** START SOURCE DATA **

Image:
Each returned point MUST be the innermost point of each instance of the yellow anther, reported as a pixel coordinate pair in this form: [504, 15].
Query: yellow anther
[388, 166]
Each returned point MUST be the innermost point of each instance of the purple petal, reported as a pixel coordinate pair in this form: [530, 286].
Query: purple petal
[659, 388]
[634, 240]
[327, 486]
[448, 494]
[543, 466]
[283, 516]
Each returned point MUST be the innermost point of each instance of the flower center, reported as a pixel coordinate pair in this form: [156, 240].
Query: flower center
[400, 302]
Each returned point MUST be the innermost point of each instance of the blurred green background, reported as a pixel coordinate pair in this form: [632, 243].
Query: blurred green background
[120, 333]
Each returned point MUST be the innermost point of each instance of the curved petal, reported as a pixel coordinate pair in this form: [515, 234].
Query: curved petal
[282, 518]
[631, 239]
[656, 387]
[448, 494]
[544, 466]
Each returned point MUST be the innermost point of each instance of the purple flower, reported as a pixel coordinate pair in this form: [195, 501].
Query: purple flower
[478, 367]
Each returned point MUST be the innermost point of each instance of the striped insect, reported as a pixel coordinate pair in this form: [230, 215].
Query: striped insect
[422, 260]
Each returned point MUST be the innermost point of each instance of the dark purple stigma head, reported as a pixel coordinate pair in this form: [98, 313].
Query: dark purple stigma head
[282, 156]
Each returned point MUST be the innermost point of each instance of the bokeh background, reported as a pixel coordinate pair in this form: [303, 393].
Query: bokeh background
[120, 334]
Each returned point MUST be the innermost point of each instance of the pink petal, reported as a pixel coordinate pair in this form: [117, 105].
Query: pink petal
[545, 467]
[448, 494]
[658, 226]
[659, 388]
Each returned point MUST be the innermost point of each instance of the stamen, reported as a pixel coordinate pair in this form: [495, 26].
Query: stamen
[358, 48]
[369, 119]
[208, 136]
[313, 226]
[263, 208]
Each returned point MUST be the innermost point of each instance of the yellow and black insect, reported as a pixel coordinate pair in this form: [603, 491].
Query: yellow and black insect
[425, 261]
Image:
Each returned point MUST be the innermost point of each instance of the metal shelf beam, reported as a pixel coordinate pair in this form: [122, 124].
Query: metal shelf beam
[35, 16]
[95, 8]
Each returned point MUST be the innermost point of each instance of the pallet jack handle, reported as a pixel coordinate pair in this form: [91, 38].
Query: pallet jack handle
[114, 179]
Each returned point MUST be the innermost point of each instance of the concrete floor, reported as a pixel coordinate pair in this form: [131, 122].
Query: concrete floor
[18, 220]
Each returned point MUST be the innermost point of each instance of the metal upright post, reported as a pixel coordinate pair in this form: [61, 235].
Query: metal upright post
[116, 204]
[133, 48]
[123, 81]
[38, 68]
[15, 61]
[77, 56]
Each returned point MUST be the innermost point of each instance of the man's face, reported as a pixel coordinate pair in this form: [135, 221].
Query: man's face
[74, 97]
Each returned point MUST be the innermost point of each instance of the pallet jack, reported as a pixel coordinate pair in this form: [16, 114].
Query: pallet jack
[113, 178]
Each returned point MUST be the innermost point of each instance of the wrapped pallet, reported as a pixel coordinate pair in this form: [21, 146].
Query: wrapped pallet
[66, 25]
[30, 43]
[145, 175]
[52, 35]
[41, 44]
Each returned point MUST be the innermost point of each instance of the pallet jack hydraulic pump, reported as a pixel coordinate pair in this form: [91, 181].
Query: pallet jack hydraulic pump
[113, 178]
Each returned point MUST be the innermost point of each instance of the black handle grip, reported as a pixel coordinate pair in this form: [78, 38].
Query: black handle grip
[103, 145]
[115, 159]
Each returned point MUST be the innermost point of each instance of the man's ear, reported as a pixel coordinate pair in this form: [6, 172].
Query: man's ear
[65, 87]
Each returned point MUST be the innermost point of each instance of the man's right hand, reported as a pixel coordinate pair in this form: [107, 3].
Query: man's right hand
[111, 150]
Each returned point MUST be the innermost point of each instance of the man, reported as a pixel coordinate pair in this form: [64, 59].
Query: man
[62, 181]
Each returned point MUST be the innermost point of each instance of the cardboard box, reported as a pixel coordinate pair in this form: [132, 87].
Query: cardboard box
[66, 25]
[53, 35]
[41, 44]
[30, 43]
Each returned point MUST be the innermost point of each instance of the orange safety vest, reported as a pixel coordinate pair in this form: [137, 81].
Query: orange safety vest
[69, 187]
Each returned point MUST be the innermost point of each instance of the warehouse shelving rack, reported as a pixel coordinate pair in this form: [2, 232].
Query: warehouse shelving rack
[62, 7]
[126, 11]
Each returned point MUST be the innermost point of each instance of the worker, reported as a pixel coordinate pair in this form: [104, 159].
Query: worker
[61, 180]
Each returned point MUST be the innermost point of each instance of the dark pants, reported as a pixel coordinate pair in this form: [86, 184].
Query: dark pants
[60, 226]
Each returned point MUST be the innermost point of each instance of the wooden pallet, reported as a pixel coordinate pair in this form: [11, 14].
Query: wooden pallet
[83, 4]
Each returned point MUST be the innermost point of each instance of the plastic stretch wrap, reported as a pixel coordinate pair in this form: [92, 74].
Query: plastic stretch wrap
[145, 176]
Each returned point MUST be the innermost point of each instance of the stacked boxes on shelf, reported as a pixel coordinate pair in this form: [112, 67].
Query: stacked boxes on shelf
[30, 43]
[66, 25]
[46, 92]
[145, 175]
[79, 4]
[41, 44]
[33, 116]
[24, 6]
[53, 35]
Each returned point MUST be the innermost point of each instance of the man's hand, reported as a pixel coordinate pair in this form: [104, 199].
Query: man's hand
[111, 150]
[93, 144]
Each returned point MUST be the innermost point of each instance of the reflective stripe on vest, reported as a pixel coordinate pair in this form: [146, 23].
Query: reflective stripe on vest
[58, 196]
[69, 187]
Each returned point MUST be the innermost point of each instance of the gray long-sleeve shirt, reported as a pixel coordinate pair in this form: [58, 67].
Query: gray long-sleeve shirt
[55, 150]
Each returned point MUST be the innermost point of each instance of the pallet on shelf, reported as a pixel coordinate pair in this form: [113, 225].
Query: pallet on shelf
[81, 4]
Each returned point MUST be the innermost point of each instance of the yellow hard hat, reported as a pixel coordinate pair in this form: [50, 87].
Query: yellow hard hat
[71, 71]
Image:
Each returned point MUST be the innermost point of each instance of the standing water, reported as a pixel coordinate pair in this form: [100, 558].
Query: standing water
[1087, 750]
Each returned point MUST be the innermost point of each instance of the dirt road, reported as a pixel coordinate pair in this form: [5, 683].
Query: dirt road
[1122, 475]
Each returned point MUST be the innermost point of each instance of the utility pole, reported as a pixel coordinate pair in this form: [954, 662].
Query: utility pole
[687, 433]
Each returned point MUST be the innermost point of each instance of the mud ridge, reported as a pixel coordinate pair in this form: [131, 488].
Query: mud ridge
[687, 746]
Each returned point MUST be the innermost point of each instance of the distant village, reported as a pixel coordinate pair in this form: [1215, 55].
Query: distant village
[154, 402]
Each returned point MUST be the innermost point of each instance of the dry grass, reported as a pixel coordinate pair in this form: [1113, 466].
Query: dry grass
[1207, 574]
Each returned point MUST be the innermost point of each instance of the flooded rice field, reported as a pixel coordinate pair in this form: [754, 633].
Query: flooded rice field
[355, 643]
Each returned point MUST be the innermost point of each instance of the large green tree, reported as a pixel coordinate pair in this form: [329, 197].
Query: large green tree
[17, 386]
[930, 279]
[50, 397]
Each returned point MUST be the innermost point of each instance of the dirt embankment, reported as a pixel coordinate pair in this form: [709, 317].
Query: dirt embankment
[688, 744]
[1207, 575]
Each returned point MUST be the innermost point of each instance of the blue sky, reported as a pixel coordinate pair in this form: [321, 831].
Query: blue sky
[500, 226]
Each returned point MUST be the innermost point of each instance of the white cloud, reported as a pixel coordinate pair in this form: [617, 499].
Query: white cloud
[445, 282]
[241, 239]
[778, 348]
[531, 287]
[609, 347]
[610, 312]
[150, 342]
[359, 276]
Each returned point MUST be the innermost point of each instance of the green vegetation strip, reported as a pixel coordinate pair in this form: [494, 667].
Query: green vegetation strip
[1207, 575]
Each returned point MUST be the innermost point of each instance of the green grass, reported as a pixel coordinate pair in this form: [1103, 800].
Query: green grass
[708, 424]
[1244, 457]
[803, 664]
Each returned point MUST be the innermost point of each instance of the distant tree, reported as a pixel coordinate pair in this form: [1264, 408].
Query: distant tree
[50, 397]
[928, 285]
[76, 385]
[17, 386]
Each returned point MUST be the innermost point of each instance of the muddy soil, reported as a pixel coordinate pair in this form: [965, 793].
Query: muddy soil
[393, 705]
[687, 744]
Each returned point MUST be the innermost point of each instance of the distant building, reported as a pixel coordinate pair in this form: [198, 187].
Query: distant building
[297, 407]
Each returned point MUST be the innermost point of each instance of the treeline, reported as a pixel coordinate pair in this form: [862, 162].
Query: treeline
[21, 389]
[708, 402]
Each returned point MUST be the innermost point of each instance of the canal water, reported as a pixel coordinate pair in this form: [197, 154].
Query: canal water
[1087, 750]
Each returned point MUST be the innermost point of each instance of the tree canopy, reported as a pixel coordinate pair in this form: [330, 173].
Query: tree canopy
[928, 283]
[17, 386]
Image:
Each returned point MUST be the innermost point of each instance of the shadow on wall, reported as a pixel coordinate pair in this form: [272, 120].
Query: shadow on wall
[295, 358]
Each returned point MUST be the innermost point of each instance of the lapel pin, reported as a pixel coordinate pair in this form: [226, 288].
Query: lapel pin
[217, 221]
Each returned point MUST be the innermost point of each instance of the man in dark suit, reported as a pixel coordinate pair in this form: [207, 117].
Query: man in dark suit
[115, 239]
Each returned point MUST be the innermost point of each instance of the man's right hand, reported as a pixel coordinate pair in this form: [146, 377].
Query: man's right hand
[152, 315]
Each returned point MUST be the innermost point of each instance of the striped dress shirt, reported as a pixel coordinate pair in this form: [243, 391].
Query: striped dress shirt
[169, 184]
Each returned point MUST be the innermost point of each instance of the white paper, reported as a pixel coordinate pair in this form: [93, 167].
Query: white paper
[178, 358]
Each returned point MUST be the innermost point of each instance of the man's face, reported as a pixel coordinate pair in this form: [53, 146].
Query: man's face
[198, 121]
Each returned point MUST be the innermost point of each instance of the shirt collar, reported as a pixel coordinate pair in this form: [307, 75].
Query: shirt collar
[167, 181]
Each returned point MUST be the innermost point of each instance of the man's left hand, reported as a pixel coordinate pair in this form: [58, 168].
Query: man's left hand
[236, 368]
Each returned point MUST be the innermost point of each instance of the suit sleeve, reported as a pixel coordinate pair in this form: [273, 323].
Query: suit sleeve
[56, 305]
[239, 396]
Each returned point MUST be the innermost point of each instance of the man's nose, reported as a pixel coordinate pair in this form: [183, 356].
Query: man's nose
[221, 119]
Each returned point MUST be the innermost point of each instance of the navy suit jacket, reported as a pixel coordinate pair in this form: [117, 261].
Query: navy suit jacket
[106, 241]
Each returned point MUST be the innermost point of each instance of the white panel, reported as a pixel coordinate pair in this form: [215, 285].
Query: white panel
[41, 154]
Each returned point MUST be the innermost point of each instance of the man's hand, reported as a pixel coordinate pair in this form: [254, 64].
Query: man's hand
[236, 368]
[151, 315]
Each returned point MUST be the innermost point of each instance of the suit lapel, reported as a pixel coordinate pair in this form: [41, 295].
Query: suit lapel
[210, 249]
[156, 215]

** END SOURCE DATA **

**EXERCISE BRIEF**
Rewrite every line of the items from the line containing "form: [117, 261]." through the end of the items, raising each coordinate in the answers by 149 and leaving the sample coordinates in the wording unchanged.

**PROBLEM SOLUTION**
Each returned point MUST be the innermost point of each instance of the navy suit jacket, reported as a pixel coordinate pair in this form: [117, 261].
Query: navy suit jacket
[255, 390]
Each returned point MUST be the innermost point of each instance of the white panel, reported as a pixel coordinate pair in this form: [215, 285].
Query: white panel
[190, 303]
Each returned point MUST be the innermost point of each instance of the man's hand, reported as a pixel coordinate pair in this form: [254, 64].
Query: man's hand
[385, 517]
[300, 464]
Each returned point MUST be the innermost point of each instance of the suit lapel, reported as a pixel coordinate pair in this form: [41, 295].
Query: suit lapel
[359, 398]
[305, 364]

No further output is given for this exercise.